_Document section_
— Start —

The mod_proxy_http module adds a few request headers, to let the proxied server know what’s happening.

One of them, X-Forwarded-For, gives the real IP address behind the proxied connection. Without that, the web server would only see connections originating from the reverse proxy’s IP address, defeating IP authorization directives, geographic location hints, etc.

To let Apache HTTPD switch the connection IP address with the real IP address, we use the mod_remoteip module.

This module adds new directives that we can configure:

RemoteIPHeader X-Forwarded-For
RemoteIPProxiesHeader X-Forwarded-By
RemoteIPInternalProxy reverseproxy.domain.dmz 127.0.0.1 ::1

RemoteIPHeader: the header that contains the real IP address;
RemoteIPProxiesHeader: the header that contains the IP address of the proxy in front of the web server;
RemoteIPInternalProxy: list of FQDNs or IP addresses that we should trust when the value of the header defined by RemoteIPHeader is set. Without that, any request with a forged value in the header defined by RemoteIPHeader from anyone would be blindly trusted and HTTPD could believe that an innocent IP is doing malicious activities, which might result in actions being taken against the wrong “offender”.

Testing

Navigate to	Expected result(s)	Indication
http(s)://reverseproxy.domain.dmz/balancer-status	Balancer Manager’s webpage is displayed, the two members should be in the OK state	The request wasn’t proxied, the handler handled the request
http(s)://reverseproxy.domain.dmz/www1-status	server-status handler’s webpage from www1 is displayed, the IP addresses are from the real clients	The request was 1:1 proxied, www1 is up and running, RemoteIP is correctly configured
http(s)://reverseproxy.domain.dmz/www2-status	Server-status handler’s webpage from www2 is displayed, the IP addresses are from the real clients	The request was 1:1 proxied, www2 is up and running, RemoteIP is correctly configured
http(s)://reverseproxy.domain.dmz/	Web content is served	OK state

Conclusion

Congratulations!

You should now have an Apache HTTPD server acting as a reverse proxy in front of two or more web servers.

Those web servers are configured in a cluster.

The reverse proxy intelligently distributes requests amongst the members of said cluster.

Additional directives forbid proxying for particular locations, as well as 1:1 proxying rules.

The members of the cluster can retrieve the real IP address behind the proxied connection to apply IP-based rules.

Bonus: WordPress

If the web servers behind your reverse proxy are serving a WordPress website and it is configured to upgrade HTTP to HTTPS, you should consider adding this at the beginning of the .htaccess file at the webroot:

SetEnvIf X-Forwarded-Proto https HTTPS

Using the X-Forwarded-Proto header with the https value we defined earlier (at Steps->Configure the reverse proxy->Proxy directives), we instruct HTTPD to conditionally define the HTTPS environment variable.

This lets WordPress know that the originating connection was made using HTTPS, even tho the actual connection (from the reverse proxy) isn’t.

Without that, WordPress would continually redirect from http://whatever to https://whatever, going trough the reverse proxy over and over, resulting in an endless loop, because it is configured to enforce such an upgrade.

Another modification, to prevent the mod_rewrite module from rewriting /status and outputting a 404, because the page doesn’t physically exists but should instead be dynamically generated by a handler:

# BEGIN WordPress
[...]
<IfModule mod_rewrite.c>
RewriteEngine On
[...]
RewriteCond %{REQUEST_URI} !=/status
RewriteRule . /index.php [L]
</IfModule>

— End —

_Raw data_
— Start —

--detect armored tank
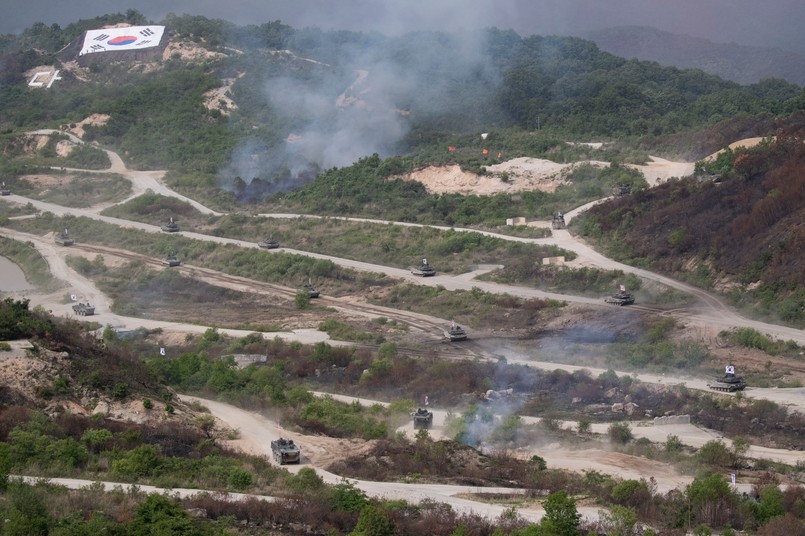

— End —

_Tasks to complete_
(a) Answer these questions using the reverse proxy text:
(i) Which module lets Apache HTTPD switch the connection IP address with the real IP address?
(ii) What is the expected result of navigating to http(s)://reverseproxy.domain.dmz/balancer-status?
(iii) Where should the SetEnvIf line be added for a WordPress website?
(b) Reproduce the reverse proxy text, everything from "SetEnvIf X-Forwarded-Proto https" down to "such an upgrade.".
The data has no connection to the text.

_Exercise answers_
(a)
(i) The mod_remoteip module.
(ii) Balancer Manager's webpage is displayed, and the two members should be in the OK state.
(iii) At the beginning of the .htaccess file at the webroot.

(b)
SetEnvIf X-Forwarded-Proto https HTTPS

Using the X-Forwarded-Proto header with the https value we defined earlier (at Steps->Configure the reverse proxy->Proxy directives), we instruct HTTPD to conditionally define the HTTPS environment variable.

This lets WordPress know that the originating connection was made using HTTPS, even tho the actual connection (from the reverse proxy) isn’t.

Without that, WordPress would continually redirect from http://whatever to https://whatever, going trough the reverse proxy over and over, resulting in an endless loop, because it is configured to enforce such an upgrade.